_Extract provided_
________

# Inheritance laws



## Guest (Jan 24, 2013)

Hallo everybody, I'm looking for some specific information about inheritance law and hope someone here can help, as I've had conflicting advice so far. I'm British, but have lived in France for many years and have just moved to Spain. I don't own any real estate anywhere and don't expect to. I have a few personal possessions in France, but they aren't worth money and a friend will collect them.
Therefore, my "estate" consists of the money in my bank accounts. There's a current account that I don't really need in France, a current account in Spain and a current account in the U.K. with just a few hundred pounds in it, in case I need to pay for something in sterling, but most of my money is in a U.K. sterling savings account.
I want to leave everything to charity. I have two adult children, but sadly they're like you never imagine your children will be and have already had and wasted at least five times as much as I still possess, so I want to leave the remainder to animals or other deserving causes.
My confusion is about probate and about where the money should be. If I close my U.K. savings account and move the money to an equivalent Spanish one, would thatmean I had to follow Spanish inheritance law and leave 1/3 each to the offspring? Or does that only apply to real estate? Or not at all? Should I close both my U.K. accounts, or, as I'm still a British subject, will probate have to be applied for even if I have nothing there? (I'm thinking about making sure it does go to charity and about saving on the administrative costs.) I know that British subjects can make a will according to the law of their own country, but have also been told that this doesn't always apply.
It's not a fortune, by the way - my chldren would get through it in no time - but it could help a lot of starvingchildren or animals, or plant a lot of trees.


----------



## Rostra (Jan 23, 2013)

There is now an EU directive requiring all EU countries to bring their Inheritance Laws into line with each other. The situation will be that the Testator (person making the Will) is allowed to CHOOSE whether the law of the country where the Will is made, or the Law of the country of which he is a national, applies to the disposition of his estate. The deadline for this legislation is August 2015.

________

_Saved entries_
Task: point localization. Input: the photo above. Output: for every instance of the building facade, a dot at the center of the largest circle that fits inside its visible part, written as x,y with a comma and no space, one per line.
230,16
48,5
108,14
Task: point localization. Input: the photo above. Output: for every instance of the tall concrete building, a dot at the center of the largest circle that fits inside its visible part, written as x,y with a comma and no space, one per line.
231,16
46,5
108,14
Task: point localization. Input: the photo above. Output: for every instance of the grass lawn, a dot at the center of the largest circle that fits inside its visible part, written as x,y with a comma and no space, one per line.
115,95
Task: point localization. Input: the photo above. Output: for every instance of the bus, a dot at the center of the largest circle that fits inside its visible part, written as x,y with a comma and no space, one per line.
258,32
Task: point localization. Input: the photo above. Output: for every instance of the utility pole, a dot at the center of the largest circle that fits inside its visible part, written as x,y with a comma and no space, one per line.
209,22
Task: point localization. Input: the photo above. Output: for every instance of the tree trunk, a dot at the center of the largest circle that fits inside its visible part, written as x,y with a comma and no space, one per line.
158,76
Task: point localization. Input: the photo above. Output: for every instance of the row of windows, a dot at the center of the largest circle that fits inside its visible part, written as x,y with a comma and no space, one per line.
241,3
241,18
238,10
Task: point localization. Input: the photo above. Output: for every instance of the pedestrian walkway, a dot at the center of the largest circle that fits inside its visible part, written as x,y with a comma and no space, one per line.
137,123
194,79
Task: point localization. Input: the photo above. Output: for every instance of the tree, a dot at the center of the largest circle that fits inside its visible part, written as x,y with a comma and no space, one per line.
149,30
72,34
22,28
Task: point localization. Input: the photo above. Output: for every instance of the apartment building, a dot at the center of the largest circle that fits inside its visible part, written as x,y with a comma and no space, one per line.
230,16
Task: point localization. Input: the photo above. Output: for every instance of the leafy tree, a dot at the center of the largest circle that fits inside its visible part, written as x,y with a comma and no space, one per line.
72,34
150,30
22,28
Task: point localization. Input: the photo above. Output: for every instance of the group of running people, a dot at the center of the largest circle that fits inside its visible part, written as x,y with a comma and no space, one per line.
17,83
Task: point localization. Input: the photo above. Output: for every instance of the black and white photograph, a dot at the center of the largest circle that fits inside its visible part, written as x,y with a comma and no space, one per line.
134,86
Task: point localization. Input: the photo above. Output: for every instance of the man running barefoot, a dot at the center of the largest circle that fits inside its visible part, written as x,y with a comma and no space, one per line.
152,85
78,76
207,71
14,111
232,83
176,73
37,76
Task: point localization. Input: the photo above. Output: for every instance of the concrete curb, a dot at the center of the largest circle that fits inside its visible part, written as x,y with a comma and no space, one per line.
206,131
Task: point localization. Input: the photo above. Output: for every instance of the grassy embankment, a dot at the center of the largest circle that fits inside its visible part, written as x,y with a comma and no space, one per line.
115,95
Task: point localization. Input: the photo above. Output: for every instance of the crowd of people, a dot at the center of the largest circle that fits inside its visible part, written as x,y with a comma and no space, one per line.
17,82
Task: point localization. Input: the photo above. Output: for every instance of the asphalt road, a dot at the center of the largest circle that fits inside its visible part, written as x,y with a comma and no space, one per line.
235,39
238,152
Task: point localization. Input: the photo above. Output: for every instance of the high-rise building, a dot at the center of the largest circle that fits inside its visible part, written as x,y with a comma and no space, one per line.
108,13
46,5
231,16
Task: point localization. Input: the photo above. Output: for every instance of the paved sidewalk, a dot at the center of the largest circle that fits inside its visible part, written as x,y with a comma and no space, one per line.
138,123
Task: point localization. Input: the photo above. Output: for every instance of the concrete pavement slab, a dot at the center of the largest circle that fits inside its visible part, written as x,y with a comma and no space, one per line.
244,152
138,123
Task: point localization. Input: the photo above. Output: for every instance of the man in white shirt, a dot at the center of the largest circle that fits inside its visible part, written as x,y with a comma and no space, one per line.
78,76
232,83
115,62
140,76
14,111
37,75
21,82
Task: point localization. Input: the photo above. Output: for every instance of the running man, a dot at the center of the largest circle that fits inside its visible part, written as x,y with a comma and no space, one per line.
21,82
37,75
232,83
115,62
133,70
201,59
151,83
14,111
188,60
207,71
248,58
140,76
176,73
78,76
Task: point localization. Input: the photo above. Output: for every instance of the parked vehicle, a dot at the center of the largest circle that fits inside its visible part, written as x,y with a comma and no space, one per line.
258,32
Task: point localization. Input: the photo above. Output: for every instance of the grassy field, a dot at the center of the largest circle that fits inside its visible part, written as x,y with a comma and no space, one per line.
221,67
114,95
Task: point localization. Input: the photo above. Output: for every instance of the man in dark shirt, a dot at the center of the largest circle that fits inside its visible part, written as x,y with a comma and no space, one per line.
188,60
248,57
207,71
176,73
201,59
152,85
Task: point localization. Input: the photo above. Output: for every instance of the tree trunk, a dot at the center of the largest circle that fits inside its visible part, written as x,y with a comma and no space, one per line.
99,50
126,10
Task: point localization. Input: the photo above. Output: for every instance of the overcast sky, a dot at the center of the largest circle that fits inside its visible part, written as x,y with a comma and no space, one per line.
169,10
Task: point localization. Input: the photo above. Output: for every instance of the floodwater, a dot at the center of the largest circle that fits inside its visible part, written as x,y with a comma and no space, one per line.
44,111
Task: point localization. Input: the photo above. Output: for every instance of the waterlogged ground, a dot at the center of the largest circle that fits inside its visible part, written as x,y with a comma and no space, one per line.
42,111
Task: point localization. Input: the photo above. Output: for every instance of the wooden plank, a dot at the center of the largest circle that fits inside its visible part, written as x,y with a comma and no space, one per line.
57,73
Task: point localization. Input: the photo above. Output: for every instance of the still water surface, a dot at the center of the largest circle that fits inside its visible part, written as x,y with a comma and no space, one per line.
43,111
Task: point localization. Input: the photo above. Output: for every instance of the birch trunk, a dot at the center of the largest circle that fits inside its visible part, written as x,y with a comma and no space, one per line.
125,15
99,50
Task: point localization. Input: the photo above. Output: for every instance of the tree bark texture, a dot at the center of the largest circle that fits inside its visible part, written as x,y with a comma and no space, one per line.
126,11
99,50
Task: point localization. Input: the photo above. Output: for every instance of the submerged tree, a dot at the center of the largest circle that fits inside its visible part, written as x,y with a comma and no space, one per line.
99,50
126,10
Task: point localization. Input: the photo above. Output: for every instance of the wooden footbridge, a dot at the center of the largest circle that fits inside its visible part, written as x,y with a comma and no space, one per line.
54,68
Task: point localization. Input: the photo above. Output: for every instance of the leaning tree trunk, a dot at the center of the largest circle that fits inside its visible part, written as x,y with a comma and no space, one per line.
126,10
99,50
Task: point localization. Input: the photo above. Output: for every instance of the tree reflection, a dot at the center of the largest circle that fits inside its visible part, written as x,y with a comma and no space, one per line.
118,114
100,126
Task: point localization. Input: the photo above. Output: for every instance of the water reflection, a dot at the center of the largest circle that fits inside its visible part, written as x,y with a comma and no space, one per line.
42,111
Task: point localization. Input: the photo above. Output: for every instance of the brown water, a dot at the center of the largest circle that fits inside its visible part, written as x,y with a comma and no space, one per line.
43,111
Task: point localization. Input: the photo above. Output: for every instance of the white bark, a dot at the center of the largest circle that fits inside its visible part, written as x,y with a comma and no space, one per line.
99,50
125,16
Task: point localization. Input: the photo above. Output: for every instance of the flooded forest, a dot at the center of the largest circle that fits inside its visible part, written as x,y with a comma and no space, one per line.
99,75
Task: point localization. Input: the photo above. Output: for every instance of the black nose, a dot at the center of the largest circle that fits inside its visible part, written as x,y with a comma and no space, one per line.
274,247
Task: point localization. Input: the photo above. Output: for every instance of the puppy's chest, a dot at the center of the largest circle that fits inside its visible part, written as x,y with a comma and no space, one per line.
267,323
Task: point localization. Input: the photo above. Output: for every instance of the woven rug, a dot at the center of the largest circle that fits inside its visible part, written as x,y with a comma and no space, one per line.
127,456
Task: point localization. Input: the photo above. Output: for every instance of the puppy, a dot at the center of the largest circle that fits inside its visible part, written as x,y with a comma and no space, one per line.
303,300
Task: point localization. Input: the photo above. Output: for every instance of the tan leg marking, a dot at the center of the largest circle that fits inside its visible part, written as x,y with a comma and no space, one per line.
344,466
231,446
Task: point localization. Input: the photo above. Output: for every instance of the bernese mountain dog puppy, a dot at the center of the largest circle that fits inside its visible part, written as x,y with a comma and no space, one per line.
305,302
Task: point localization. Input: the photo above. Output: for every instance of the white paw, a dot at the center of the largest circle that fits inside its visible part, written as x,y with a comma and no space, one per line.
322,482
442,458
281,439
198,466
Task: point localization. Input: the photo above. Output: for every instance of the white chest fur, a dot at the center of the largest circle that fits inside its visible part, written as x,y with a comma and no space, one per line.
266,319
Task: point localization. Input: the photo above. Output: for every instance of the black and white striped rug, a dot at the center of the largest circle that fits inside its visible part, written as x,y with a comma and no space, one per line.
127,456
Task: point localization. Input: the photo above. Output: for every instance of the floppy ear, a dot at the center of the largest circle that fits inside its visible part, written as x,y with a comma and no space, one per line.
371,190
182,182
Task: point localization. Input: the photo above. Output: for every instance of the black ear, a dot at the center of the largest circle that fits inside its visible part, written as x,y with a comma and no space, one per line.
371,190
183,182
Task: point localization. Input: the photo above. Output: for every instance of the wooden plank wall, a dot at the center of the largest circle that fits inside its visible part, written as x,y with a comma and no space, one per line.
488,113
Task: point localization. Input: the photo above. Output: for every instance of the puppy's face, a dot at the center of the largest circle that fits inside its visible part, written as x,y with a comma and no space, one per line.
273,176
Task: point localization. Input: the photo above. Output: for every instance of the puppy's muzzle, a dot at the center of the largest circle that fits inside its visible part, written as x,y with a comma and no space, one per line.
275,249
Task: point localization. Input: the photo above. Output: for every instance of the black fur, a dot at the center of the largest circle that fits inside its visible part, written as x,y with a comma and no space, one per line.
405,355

________

_Set task 1_
Translate this sentence from the inheritance law thread into Spanish: "I don't own any real estate anywhere and don't expect to."
_Set task 2_
In the inheritance law thread, what deadline does the reply give for the EU legislation?

_Written answer 1_
No poseo ningún bien inmueble en ningún lugar y no espero poseerlo.

_Written answer 2_
August 2015.